**PASSAGE FOR REVIEW:**
:::
I know, I know, I keep promising to finish Harrison’s story to give you an overview of our lives for the past 24 years and yet again I'm remaking that promise to you! As these next five posts are in relation to National Carers Week I hope the by the time you've read about my caring role you'll understand why I haven't got round to finishing off the summary of his story. It is on my To Do List and I promise I will get there but I can't say when it will be. Please bear with me because it will help you to understand more about life with a complex genetic condition.
So, this is the first time that I’ve ever examined my role as a carer. When I tell our story, it’s usually about Harrison or specific aspects of his condition, and the impacts on him. Now that I’ve done it, I’m glad that I decided to share my perspective of caring.
:::
Stored items:
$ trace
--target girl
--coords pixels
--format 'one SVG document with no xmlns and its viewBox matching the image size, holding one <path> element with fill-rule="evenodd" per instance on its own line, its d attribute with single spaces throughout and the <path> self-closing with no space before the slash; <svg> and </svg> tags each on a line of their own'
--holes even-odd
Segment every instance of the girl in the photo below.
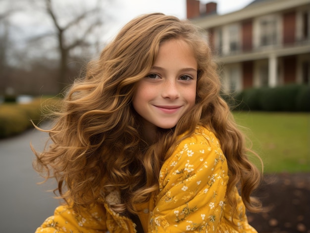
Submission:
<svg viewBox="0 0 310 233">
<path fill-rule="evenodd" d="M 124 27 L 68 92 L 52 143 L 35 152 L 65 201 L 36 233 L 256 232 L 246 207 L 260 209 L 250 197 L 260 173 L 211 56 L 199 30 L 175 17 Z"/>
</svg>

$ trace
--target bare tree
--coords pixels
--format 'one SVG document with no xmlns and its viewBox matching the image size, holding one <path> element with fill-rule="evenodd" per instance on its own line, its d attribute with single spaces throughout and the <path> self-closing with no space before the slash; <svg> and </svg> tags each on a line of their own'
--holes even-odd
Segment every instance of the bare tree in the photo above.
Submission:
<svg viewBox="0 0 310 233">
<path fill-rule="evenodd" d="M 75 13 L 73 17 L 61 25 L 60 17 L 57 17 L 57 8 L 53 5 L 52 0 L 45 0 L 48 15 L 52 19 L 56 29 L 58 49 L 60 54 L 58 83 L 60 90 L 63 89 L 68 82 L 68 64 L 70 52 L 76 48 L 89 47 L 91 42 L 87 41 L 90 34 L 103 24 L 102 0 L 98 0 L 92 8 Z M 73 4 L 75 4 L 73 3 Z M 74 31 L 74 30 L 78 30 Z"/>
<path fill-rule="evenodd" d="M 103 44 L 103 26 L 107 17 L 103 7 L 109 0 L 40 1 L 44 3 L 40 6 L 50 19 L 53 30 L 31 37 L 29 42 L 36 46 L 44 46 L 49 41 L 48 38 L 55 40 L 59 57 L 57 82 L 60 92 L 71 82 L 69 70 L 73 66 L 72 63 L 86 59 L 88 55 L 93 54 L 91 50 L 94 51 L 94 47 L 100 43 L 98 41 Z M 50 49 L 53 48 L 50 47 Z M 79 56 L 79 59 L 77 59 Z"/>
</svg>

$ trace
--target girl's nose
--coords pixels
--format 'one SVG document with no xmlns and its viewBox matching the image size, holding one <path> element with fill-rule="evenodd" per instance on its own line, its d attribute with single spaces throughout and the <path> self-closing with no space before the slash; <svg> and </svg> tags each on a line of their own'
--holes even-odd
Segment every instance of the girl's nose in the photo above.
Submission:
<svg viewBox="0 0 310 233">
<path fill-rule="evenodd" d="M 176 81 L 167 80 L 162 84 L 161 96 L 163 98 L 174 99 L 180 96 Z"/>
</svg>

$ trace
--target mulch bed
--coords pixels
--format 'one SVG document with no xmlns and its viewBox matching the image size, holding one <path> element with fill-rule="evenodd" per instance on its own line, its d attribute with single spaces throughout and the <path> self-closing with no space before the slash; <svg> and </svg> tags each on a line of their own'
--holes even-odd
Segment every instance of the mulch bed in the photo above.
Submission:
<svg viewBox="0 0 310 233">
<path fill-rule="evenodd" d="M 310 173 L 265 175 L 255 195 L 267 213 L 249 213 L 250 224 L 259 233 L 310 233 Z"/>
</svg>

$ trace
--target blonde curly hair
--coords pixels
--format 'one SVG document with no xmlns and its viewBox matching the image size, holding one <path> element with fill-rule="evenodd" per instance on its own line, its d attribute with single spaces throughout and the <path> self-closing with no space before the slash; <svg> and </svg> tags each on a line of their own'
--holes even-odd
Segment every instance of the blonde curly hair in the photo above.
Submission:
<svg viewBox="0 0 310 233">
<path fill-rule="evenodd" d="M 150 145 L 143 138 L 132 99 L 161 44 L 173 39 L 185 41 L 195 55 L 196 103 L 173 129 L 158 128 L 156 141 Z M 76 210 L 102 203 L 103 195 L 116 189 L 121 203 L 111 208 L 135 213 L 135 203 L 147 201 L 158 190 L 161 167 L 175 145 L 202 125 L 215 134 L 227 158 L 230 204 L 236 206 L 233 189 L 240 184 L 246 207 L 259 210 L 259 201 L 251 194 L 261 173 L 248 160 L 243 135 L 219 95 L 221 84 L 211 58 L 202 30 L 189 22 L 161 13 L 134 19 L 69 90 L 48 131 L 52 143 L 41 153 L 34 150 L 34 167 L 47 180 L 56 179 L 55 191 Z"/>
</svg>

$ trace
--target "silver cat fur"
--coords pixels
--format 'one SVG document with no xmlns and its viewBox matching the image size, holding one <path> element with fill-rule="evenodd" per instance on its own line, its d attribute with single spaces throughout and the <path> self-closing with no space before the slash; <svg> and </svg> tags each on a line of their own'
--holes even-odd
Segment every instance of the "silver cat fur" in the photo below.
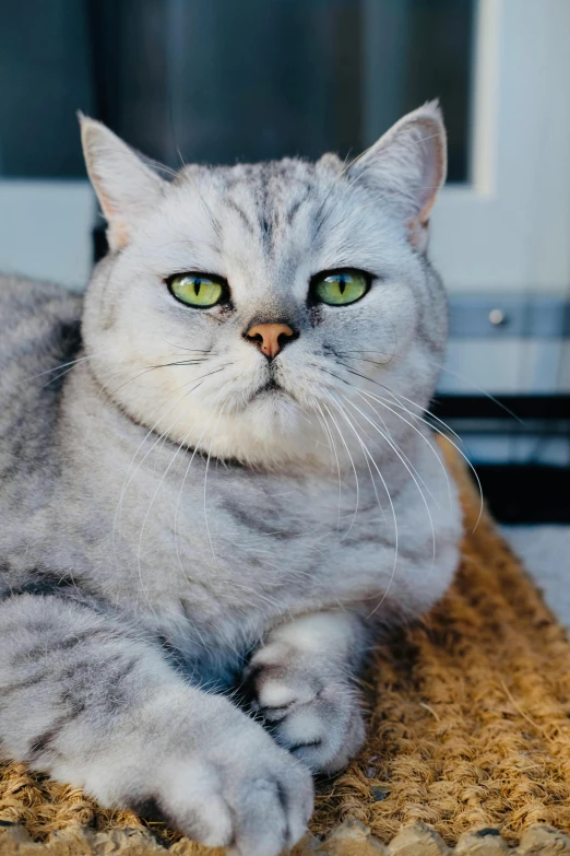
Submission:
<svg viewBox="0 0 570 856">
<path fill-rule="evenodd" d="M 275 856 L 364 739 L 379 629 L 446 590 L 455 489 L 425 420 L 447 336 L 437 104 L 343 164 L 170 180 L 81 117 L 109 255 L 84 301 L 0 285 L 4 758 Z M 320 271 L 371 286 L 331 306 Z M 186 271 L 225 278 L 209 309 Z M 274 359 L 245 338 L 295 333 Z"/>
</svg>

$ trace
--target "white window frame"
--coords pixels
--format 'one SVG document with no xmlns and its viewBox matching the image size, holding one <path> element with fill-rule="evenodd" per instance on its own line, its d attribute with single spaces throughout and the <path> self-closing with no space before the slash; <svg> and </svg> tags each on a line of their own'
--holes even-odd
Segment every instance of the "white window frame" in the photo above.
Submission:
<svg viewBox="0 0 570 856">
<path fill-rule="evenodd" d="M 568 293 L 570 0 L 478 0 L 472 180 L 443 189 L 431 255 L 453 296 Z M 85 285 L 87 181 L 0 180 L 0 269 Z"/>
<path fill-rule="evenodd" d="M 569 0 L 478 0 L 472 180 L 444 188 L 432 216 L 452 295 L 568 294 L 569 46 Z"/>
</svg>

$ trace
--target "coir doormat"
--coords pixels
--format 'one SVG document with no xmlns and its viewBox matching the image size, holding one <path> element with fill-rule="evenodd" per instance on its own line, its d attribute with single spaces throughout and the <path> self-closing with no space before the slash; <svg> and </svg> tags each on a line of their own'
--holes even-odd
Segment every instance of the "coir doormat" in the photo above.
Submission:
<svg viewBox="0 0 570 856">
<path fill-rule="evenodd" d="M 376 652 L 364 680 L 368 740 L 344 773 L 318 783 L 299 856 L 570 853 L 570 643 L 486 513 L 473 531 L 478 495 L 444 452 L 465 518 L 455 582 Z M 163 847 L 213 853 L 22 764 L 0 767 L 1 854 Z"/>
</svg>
:::
**WHAT TO DO:** Repeat word for word the part of the caring post above that opens with the words containing "I know, I know, I" and closes with "perspective of caring.".

**FINISHED TASK:**
I know, I know, I keep promising to finish Harrison’s story to give you an overview of our lives for the past 24 years and yet again I'm remaking that promise to you! As these next five posts are in relation to National Carers Week I hope the by the time you've read about my caring role you'll understand why I haven't got round to finishing off the summary of his story. It is on my To Do List and I promise I will get there but I can't say when it will be. Please bear with me because it will help you to understand more about life with a complex genetic condition.
So, this is the first time that I’ve ever examined my role as a carer. When I tell our story, it’s usually about Harrison or specific aspects of his condition, and the impacts on him. Now that I’ve done it, I’m glad that I decided to share my perspective of caring.